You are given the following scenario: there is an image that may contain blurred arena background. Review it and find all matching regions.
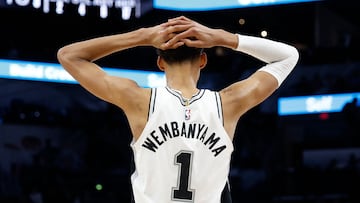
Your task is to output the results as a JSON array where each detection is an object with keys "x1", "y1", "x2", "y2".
[{"x1": 0, "y1": 0, "x2": 360, "y2": 203}]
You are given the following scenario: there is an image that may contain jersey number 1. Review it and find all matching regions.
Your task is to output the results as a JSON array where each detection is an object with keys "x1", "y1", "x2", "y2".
[{"x1": 172, "y1": 151, "x2": 194, "y2": 202}]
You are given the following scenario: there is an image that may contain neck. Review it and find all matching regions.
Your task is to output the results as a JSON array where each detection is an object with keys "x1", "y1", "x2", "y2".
[{"x1": 166, "y1": 63, "x2": 199, "y2": 98}]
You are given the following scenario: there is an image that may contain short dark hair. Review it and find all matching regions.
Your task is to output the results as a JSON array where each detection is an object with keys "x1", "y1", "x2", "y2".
[{"x1": 156, "y1": 45, "x2": 204, "y2": 64}]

- Requirement
Reproduce every entry above with "matching regions" substituted by "relevant areas" and everything else unchanged. Omit the pictures.

- Result
You are given the following scenario: there is an image that may contain blurred arena background. Review it and find all relevant areas.
Your task is to output the results as a JSON array where each detection is an object with keys "x1", "y1", "x2", "y2".
[{"x1": 0, "y1": 0, "x2": 360, "y2": 203}]
You are given the following scenario: there is an image that may contain jersey number 1. Review it and find all relevant areas.
Your task is to output the results as a JSON array where each detection is an object with keys "x1", "y1", "x2", "y2".
[{"x1": 172, "y1": 151, "x2": 194, "y2": 202}]
You are given the following scenario: there is an image that may contain neck. Review it and find all relevant areas.
Your task is to output the results as a JSON array where each detection is an object with keys "x1", "y1", "x2", "y2".
[{"x1": 166, "y1": 63, "x2": 199, "y2": 98}]
You are given the following scenario: there is an image that may contain short dark hair. Review it and find all relevant areas.
Your task is to output the results as a JSON array where each detection is an object with keys "x1", "y1", "x2", "y2".
[{"x1": 156, "y1": 45, "x2": 204, "y2": 64}]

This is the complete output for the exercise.